* TEXTE SOURCE *
----

Les exigences liées à l’écrit sont réduites au profit de la participation et de l’expression. Le passage à l’écrit est généré par une consigne et une animation adaptée qui réduisent les difficultés à écrire et organisent le processus individuel d’écriture. Placer la personne en situation d’action et de réussite l’incite à dépasser ses freins et blocages.

L’image de l’écrit, outil de sélection et exclusion, s’efface au profit des relations constructives et positives. Commence alors l’exploration d’autres facettes de l’écriture, d’autres usages.
La fréquentation régulière de l’atelier d’écriture, la constance et le suivi rend possible la mise en œuvre d’un contexte d’apprentissage qui a été identifiée par Roland Viau comme étant le mécanisme de la motivation.

 La motivation en contexte scolaire se définit « comme un état dynamique qui a ses origines dans les perceptions qu’un élève a de lui-même et de son environnement et qui l’incite à choisir une activité, à s’y engager et à persévérer dans son accomplissement afin d’atteindre un but. » Roland Viau
Les conditions à remplir selon lui pour motiver consiste à agir sur les perceptions que l’apprenant à de :
- la valeur de l’activité (désir d’intégration au groupe, désir de progresser dans ses apprentissages, envie d’être reconnu…
- sa propre compétence
- la contrôlabilité du déroulement et de ses conséquences (être convaincu qu’il peut agir, que cette action sera prise en compte positivement, que les méthodes utilisées sont efficaces)

----

* LIGNES FOURNIES *
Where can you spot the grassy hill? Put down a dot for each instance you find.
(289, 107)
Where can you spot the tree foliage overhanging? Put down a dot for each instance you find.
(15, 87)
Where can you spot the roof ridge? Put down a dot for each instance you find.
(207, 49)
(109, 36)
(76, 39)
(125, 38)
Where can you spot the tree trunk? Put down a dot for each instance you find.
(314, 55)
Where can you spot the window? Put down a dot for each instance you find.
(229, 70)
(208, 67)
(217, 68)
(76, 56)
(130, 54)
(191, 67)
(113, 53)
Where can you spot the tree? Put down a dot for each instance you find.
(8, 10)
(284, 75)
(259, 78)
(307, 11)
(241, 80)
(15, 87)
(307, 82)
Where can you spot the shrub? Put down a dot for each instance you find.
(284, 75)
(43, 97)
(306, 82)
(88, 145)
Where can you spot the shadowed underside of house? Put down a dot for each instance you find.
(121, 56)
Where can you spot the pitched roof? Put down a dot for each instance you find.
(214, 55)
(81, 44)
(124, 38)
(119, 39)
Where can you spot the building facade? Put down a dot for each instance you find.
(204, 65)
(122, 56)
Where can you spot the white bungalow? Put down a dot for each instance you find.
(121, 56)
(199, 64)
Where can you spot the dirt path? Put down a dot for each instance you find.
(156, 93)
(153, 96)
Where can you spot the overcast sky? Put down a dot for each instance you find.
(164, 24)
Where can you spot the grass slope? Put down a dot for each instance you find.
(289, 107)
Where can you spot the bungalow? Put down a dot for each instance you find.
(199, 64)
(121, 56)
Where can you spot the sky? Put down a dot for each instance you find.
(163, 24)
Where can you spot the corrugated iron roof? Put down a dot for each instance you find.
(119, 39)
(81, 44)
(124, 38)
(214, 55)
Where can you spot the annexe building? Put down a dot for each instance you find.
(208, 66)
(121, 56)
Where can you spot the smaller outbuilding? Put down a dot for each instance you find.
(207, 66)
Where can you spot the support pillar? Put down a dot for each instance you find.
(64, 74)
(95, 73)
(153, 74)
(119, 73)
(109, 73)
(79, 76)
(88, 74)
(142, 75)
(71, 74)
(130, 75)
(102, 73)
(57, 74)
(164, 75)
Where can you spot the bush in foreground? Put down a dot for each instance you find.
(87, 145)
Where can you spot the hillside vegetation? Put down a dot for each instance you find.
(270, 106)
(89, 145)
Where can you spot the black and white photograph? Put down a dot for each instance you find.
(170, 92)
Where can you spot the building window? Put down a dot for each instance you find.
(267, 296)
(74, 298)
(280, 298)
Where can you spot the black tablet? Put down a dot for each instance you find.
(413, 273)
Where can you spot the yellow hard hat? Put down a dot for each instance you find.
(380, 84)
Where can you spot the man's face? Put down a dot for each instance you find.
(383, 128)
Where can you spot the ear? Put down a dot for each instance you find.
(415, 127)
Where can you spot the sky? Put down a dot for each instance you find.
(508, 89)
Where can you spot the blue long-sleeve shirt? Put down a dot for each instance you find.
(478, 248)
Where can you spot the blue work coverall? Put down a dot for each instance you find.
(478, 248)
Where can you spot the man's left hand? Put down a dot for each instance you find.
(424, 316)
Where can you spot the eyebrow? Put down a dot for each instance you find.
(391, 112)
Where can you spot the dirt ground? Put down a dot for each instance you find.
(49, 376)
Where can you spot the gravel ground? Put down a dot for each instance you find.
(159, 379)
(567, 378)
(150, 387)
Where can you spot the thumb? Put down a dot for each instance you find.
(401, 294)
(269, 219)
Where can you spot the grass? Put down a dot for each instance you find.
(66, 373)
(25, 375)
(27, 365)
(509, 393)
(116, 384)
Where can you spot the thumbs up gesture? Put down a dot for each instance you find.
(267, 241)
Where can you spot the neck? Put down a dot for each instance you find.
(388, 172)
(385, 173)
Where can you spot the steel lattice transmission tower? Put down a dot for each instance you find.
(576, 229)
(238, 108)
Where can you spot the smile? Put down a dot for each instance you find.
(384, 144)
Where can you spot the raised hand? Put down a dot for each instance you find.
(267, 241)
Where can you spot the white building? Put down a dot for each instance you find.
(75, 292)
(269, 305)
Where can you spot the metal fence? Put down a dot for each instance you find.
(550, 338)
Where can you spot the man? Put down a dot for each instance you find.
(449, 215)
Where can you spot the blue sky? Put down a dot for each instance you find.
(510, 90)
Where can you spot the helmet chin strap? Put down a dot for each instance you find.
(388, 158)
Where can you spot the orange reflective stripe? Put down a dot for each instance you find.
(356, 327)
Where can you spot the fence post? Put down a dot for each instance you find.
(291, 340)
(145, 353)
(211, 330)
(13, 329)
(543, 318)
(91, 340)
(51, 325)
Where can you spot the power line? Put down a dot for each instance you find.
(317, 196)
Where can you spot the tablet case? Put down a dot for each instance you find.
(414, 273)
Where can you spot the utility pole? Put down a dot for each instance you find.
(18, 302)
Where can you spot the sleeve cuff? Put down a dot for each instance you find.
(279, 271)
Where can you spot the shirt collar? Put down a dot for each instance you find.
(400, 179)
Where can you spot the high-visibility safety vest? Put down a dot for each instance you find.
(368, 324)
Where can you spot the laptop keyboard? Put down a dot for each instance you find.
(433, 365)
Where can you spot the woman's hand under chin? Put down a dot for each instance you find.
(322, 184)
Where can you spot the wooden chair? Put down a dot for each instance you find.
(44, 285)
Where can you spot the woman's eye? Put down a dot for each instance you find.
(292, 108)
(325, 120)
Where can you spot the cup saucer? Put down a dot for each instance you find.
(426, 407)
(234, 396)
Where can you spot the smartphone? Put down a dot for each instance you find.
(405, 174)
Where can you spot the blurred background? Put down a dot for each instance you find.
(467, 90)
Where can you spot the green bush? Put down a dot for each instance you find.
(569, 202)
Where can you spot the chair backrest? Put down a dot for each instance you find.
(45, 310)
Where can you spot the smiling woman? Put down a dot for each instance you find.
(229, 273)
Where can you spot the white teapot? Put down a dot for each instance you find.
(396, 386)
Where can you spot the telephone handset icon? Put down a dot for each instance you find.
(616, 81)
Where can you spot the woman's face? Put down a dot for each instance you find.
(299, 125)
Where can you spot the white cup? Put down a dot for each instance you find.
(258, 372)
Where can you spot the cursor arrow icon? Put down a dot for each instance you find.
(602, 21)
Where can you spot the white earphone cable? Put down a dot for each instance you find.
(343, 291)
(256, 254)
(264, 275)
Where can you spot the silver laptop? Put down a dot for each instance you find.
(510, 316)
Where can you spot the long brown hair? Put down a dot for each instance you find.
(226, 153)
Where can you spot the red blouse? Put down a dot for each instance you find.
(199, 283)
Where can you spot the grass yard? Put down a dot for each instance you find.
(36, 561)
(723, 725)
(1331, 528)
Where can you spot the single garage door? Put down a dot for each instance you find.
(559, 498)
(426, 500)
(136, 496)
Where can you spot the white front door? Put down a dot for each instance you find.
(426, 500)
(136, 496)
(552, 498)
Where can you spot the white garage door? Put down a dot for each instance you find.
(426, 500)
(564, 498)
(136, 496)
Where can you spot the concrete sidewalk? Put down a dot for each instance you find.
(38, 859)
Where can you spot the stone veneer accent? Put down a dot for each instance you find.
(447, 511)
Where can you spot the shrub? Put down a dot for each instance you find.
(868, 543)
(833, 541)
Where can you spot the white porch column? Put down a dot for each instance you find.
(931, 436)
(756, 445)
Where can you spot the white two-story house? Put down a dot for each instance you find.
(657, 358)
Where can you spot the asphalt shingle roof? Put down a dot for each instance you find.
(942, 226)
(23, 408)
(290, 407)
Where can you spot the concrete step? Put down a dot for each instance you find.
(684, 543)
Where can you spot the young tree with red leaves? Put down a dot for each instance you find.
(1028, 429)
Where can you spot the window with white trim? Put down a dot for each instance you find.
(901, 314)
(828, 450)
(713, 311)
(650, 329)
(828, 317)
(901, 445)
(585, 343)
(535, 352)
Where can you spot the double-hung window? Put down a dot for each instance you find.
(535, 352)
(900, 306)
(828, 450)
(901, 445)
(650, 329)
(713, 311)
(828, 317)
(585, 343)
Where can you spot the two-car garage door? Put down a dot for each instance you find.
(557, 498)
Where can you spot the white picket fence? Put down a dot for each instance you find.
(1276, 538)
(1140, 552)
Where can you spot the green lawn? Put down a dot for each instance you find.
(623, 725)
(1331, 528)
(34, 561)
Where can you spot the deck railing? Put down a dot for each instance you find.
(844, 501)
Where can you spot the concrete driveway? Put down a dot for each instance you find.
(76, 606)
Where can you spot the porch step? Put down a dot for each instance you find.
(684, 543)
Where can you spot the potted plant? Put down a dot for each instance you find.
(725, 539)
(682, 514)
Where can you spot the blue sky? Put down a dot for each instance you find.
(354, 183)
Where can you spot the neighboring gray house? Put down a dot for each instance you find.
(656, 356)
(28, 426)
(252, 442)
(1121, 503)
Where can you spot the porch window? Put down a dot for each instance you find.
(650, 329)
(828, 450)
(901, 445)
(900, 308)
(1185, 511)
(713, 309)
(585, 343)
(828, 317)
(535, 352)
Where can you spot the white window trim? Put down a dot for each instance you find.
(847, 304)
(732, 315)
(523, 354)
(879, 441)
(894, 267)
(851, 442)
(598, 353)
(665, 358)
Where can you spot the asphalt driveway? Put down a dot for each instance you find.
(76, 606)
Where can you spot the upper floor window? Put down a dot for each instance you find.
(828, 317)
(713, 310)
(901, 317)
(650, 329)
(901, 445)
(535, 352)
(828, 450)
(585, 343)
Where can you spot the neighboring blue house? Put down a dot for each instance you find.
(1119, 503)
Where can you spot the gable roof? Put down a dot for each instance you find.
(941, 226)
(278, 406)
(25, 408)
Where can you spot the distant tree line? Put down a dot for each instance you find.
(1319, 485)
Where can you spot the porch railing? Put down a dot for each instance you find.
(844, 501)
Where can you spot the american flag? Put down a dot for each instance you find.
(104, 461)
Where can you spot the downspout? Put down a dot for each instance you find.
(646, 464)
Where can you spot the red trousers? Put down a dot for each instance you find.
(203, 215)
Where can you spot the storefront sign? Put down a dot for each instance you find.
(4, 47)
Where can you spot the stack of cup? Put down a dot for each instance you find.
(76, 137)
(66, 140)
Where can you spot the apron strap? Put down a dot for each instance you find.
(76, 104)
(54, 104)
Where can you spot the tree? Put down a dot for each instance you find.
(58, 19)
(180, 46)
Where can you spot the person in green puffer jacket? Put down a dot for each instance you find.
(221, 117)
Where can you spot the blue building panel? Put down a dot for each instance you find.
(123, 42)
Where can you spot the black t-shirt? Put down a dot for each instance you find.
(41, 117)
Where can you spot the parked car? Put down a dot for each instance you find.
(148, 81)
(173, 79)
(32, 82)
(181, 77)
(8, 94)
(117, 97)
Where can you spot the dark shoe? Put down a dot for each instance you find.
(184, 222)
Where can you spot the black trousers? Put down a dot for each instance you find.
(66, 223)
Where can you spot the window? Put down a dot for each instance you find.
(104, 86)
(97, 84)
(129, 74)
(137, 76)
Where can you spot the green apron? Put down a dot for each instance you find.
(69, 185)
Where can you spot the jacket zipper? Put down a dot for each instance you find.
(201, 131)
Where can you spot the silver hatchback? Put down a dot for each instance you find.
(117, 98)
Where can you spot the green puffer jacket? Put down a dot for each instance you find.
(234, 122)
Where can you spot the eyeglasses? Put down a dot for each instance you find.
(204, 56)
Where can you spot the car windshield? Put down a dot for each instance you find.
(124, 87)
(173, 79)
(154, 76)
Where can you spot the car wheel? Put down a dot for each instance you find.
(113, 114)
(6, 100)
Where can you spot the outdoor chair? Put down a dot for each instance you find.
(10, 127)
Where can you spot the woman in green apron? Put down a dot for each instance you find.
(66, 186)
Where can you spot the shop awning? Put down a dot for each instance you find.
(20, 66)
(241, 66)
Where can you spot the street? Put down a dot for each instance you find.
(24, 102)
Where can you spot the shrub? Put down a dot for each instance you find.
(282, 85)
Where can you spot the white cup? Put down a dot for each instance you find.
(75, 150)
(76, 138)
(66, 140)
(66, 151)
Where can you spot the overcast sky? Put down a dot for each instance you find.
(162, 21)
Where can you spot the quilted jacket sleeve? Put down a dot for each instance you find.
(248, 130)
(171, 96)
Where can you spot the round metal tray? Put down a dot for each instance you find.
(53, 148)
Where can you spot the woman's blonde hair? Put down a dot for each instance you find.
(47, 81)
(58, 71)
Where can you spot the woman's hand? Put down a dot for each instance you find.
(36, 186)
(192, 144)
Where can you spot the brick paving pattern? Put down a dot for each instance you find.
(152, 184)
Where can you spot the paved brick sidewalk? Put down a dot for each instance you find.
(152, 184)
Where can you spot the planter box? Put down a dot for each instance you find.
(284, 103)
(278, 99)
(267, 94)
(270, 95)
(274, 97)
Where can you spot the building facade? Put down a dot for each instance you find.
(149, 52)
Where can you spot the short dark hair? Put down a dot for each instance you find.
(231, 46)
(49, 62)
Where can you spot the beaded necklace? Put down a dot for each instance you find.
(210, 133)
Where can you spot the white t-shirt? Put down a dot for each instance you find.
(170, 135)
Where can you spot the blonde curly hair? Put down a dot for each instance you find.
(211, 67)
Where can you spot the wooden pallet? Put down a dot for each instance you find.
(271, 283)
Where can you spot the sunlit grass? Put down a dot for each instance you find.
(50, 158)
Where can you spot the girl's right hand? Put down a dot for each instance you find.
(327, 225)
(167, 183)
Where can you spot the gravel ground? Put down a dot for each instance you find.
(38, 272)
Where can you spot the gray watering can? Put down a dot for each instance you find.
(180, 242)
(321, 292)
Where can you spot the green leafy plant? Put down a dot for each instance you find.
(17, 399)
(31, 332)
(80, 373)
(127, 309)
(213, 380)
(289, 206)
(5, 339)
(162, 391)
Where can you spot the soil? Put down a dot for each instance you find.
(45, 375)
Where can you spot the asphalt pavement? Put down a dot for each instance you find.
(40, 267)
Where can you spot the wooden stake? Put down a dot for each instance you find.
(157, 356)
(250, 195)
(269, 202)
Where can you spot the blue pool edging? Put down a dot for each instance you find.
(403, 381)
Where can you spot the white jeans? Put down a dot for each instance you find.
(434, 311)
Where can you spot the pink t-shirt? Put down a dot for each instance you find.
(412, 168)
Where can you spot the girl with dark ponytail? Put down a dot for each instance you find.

----

* CONSIGNE *
Dans le texte sur l'atelier d'écriture, à qui est attribuée la définition de la motivation en contexte scolaire ? Les lignes fournies n'ont aucun rapport avec le texte.

* RÉPONSE ATTENDUE *
À Roland Viau.